What to produce:
Each record below should appear again exactly as written.

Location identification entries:
....
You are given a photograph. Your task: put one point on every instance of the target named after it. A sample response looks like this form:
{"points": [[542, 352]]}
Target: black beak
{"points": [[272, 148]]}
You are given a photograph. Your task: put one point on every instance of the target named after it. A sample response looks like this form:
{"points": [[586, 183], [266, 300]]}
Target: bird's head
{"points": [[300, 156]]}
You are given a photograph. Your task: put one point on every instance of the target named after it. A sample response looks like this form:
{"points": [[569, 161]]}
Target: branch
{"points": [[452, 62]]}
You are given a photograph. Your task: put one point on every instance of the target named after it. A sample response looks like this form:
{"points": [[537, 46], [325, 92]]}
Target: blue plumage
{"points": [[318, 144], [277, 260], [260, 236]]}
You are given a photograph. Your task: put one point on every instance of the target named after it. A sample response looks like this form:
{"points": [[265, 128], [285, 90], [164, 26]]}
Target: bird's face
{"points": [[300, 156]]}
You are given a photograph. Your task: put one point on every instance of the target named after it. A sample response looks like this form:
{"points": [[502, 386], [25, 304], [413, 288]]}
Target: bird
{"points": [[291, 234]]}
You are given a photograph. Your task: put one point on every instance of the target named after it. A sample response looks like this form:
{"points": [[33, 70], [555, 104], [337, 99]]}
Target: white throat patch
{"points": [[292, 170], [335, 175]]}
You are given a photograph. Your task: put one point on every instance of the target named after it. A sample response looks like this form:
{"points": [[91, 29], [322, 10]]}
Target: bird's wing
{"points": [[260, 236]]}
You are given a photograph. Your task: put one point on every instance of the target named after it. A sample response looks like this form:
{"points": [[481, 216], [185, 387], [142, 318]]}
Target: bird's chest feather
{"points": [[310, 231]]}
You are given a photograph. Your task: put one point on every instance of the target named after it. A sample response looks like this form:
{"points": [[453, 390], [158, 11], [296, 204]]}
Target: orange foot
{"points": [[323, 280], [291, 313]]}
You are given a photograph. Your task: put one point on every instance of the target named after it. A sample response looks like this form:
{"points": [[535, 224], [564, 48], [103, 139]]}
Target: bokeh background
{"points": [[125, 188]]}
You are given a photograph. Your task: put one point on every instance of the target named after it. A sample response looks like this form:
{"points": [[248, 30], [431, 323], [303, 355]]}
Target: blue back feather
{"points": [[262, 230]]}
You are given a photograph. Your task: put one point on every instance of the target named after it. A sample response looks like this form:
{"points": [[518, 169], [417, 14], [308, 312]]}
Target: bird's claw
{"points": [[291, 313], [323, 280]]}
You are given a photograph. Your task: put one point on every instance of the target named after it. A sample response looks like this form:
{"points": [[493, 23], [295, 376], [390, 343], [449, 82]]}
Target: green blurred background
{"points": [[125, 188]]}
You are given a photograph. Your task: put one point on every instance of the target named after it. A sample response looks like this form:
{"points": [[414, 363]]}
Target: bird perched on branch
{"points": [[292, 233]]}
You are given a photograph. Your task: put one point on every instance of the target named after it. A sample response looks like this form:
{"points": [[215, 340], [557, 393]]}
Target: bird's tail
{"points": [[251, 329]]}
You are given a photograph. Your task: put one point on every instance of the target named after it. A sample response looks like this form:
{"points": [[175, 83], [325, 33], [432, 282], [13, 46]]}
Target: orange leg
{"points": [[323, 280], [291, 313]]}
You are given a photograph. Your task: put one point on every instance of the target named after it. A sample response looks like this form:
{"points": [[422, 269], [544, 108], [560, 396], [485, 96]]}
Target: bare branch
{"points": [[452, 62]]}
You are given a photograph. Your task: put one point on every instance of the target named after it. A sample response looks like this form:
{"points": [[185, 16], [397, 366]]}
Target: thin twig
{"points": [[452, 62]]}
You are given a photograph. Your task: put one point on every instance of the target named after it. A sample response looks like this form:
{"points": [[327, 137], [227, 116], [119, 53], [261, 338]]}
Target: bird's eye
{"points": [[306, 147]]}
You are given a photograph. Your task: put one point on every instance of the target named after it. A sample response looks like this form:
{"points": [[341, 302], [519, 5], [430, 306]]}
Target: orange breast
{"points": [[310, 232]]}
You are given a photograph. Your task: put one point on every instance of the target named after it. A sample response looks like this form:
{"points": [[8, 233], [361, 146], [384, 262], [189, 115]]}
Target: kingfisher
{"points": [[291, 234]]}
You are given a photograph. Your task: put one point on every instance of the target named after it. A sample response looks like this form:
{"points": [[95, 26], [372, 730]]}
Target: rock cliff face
....
Output of the task:
You are given a photograph. Your task: put one point on every instance of the target named after it. A sample response looks like this form:
{"points": [[542, 352]]}
Target: black beak
{"points": [[272, 148]]}
You are given a photograph. Your task: put one point on every instance of the target named after it. A sample response looks like this form:
{"points": [[586, 183], [266, 300]]}
Target: bird's head
{"points": [[300, 156]]}
You are given a photograph. Your task: put one point on every instance of the target named after it. A sample response looks like this form:
{"points": [[569, 161]]}
Target: branch
{"points": [[452, 62]]}
You are given a photograph. Your task: put one point on every instance of the target named after it. A sample response looks like this form:
{"points": [[537, 46], [325, 92]]}
Target: blue plumage
{"points": [[318, 144], [277, 260], [260, 236]]}
You are given a photograph. Your task: put one point on every instance of the target named after it. A sample response looks like this form:
{"points": [[265, 128], [285, 90], [164, 26]]}
Target: bird's face
{"points": [[300, 156]]}
You are given a photograph. Your task: put one point on every instance of the target named after it. A sample response looks like this form:
{"points": [[502, 386], [25, 304], [413, 288]]}
Target: bird
{"points": [[291, 234]]}
You are given a photograph. Your task: put one point on every instance of the target named after it. A sample response looks like this form:
{"points": [[33, 70], [555, 104], [337, 99]]}
Target: white throat patch
{"points": [[292, 170], [335, 175]]}
You are given a photograph. Your task: put one point on every instance of the target named after it. A sample response looks like this form:
{"points": [[91, 29], [322, 10]]}
Target: bird's wing
{"points": [[260, 236]]}
You are given a photograph. Your task: put one point on every instance of the target named after it. A sample response looks like this form:
{"points": [[481, 216], [185, 387], [142, 318]]}
Target: bird's chest feather
{"points": [[310, 231]]}
You are given a photograph. Your task: put one point on every instance of the target named after it. A sample response looks like this form:
{"points": [[453, 390], [158, 11], [296, 204]]}
Target: orange foot
{"points": [[323, 280], [291, 313]]}
You are given a photograph. Your task: put one point on every instance of the target named after it. A sample response looks like this form:
{"points": [[535, 224], [564, 48], [103, 139]]}
Target: bokeh background
{"points": [[125, 188]]}
You are given a photograph. Your task: put one point on every instance of the target named after it. A sample response looks like this form:
{"points": [[248, 30], [431, 323], [303, 355]]}
Target: blue back feather
{"points": [[262, 230]]}
You are given a photograph. Your task: put one point on every instance of the target named after it. A sample response looks like this form:
{"points": [[518, 169], [417, 14], [308, 312]]}
Target: bird's claw
{"points": [[291, 313], [323, 280]]}
You are given a photograph. Your task: put one point on every instance of the target named after it. A sample response looks like this form:
{"points": [[493, 23], [295, 376], [390, 343], [449, 82]]}
Target: green blurred background
{"points": [[125, 188]]}
You are given a photograph. Your task: put one point on every instance of the target named after it. A sample response looks like this form:
{"points": [[414, 363]]}
Target: bird perched on branch
{"points": [[292, 233]]}
You are given a photograph. Your task: put one point on every instance of the target named after it. A sample response looks like this form:
{"points": [[215, 340], [557, 393]]}
Target: bird's tail
{"points": [[251, 329]]}
You are given a photograph. Your task: put one point on every instance of the target named after it. A sample response looks like this form:
{"points": [[175, 83], [325, 33], [432, 282], [13, 46]]}
Target: orange leg
{"points": [[323, 280], [291, 313]]}
You are given a photograph. Your task: put one point on every instance of the target named after it. A sample response looks like this form:
{"points": [[422, 269], [544, 108], [560, 396], [485, 96]]}
Target: bare branch
{"points": [[452, 62]]}
You are given a photograph. Your task: put one point on every instance of the target named after it. A sample response looks like this form:
{"points": [[185, 16], [397, 366]]}
Target: thin twig
{"points": [[452, 62]]}
You are given a photograph. Your task: put one point on every instance of the target named after it. A sample response looks like this form:
{"points": [[327, 137], [227, 116], [119, 53], [261, 338]]}
Target: bird's eye
{"points": [[306, 147]]}
You are given a photograph. Your task: put one point on every instance of the target named after it. A sample response looks like this form:
{"points": [[341, 302], [519, 5], [430, 306]]}
Target: orange breast
{"points": [[310, 232]]}
You are given a photograph. Your task: put one point on every instance of the target named after it. A sample response looks like this form:
{"points": [[8, 233], [361, 146], [384, 262], [189, 115]]}
Target: kingfisher
{"points": [[291, 234]]}
You are given a photograph. Your task: put one point on every instance of the target named after it. A sample response looks like this form:
{"points": [[95, 26], [372, 730]]}
Target: rock cliff face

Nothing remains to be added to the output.